When I first moved to Beirut seven years ago, I didn't go looking for coffee shops or galleries. I was after something more elemental, more urgent: a butcher, or rather my butcher. I'd been raised in a kitchen where nothing came prepackaged, where freshness wasn't a fashion trend, and where traditional culinary practices weren't a lifestyle choice. They were life itself. Meat came with bones, and bones came with a purpose.
Two streets from my apartment, I discovered a tiny corner shop. Outside, a small yellow generator rumbled beside the entrance, blocking not only the sidewalk — a common inconvenience in Beirut — but half the doorway, forcing customers to step over it to enter. Fadi, the butcher, didn’t seem concerned with appearances. His priority was protecting his meat from routine power cuts. A cat brigade lingered by the door, meowing at anyone who passed through. I didn't need to see more. I knew I had found my butcher.
One afternoon, I went to Fadi’s hoping to get lamb bones for fasouliyah, a local staple made with white beans soaked overnight and stewed in vegetable or meat broth with fresh tomato paste, onions, and garlic.
Inside, an elderly woman sat on a worn white plastic chair. Nearby, a domestic worker clutched a small yellow piece of paper with a meat order scrawled in Arabic. I was the youngest woman there, and the only one not waiting to be called.
“Ya hala,” Fadi greeted me, his back turned, as he minced parsley to mix into the ground beef for kafta.

+-------+

Exercise brief = Update the text about finding a butcher in Beirut from "Inside, an elderly" to "to be called.", changing "plastic chair" to "metal stool". Work only from the text about finding a butcher in Beirut.

Data section =
+-------+

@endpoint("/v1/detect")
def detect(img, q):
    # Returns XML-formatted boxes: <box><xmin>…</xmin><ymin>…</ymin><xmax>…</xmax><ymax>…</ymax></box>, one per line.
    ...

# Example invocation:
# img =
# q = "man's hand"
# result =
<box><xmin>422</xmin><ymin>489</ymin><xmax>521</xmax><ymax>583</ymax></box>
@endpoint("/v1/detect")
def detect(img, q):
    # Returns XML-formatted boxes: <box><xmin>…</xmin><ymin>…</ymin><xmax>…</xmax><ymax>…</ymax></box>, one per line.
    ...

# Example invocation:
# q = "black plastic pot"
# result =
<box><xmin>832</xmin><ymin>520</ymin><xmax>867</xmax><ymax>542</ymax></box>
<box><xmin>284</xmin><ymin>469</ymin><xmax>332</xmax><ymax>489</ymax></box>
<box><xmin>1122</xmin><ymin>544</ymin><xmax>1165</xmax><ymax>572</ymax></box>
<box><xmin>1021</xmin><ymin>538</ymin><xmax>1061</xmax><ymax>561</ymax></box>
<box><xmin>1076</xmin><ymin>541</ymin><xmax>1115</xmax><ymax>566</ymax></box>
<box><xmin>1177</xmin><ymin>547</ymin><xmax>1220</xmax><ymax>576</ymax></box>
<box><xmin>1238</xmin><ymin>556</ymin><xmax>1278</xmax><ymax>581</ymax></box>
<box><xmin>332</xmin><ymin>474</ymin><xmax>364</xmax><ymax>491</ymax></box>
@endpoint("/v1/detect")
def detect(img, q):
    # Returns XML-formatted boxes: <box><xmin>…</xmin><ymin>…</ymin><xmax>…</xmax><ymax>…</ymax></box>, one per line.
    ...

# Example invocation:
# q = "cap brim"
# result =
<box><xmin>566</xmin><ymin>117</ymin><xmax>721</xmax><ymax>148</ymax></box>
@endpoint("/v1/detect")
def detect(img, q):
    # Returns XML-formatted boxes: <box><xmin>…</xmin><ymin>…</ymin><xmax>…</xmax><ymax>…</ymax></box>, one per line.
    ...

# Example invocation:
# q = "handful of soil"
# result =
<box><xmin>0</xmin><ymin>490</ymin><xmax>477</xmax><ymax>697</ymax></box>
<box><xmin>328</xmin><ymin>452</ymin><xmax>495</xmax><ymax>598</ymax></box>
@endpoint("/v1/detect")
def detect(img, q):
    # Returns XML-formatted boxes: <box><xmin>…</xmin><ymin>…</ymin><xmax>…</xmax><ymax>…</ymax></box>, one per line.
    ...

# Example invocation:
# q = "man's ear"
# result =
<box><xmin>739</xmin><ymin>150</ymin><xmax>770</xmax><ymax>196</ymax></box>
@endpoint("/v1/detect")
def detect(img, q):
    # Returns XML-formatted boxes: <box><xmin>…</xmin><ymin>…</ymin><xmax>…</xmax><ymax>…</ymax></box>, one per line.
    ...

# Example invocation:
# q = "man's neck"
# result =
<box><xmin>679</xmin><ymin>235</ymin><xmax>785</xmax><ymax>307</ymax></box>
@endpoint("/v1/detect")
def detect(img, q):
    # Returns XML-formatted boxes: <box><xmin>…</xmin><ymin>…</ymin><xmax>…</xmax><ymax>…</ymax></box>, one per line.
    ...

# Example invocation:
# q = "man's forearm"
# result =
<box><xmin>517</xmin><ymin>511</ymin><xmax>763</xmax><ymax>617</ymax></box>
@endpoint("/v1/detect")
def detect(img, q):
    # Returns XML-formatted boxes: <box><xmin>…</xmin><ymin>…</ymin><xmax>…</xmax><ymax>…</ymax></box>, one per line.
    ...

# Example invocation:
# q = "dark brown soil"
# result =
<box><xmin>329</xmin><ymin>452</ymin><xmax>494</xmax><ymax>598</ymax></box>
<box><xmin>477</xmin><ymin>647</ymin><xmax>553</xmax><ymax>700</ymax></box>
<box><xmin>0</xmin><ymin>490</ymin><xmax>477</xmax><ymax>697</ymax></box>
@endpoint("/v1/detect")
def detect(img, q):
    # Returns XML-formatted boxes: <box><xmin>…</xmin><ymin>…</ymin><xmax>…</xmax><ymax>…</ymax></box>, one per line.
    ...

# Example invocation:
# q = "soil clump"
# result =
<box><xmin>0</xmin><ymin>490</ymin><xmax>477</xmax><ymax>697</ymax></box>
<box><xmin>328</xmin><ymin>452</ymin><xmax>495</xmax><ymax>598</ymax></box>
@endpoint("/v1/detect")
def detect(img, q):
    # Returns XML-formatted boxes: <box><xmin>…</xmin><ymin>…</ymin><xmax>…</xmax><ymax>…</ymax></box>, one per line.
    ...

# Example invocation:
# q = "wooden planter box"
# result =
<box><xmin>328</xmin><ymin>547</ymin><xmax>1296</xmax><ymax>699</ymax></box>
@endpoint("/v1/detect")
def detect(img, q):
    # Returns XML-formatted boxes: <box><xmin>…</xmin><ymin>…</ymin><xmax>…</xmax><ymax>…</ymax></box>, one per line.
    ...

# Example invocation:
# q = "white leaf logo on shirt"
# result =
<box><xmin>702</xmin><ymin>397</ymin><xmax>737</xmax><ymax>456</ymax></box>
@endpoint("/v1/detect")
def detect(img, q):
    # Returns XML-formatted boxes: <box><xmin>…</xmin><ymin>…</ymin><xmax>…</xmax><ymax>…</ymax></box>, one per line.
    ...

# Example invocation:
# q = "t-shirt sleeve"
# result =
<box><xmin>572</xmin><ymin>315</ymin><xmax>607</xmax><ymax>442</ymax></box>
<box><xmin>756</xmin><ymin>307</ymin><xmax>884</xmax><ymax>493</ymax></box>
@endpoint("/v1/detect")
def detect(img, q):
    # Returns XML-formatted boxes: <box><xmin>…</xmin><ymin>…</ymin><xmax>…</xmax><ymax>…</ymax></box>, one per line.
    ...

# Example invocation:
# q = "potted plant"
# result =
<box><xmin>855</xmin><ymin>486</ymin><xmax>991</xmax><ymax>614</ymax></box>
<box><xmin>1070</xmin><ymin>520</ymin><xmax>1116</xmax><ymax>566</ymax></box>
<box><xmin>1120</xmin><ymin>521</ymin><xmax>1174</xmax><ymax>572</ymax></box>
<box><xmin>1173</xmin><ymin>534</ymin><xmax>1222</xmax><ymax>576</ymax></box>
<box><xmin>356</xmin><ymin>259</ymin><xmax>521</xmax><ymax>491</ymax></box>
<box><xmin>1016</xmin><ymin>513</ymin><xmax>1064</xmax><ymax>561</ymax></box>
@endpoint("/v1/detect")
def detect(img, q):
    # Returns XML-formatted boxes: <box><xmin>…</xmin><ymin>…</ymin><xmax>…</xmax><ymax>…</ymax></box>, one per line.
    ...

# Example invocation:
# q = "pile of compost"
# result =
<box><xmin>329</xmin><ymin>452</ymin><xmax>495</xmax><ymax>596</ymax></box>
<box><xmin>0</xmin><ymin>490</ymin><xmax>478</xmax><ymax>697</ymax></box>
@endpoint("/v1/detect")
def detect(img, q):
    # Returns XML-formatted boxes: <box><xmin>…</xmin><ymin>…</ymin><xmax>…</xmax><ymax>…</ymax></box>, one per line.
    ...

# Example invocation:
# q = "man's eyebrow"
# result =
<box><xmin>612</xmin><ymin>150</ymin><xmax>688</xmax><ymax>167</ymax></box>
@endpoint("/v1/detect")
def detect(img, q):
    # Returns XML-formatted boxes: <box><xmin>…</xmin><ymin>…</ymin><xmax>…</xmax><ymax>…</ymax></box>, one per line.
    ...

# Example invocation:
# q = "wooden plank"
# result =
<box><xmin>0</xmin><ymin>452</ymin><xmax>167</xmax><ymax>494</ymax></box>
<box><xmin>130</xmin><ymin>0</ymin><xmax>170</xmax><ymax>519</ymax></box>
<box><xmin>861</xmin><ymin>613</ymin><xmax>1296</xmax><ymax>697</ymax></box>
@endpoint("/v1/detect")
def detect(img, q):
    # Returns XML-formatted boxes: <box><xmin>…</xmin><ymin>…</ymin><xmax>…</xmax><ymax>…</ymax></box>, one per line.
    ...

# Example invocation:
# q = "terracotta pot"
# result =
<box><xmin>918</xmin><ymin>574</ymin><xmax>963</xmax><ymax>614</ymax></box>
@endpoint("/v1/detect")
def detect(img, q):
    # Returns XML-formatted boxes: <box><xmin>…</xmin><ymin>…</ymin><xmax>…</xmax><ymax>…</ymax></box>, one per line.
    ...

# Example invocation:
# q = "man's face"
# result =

+-------+

Reply =
Inside, an elderly woman sat on a worn white metal stool. Nearby, a domestic worker clutched a small yellow piece of paper with a meat order scrawled in Arabic. I was the youngest woman there, and the only one not waiting to be called.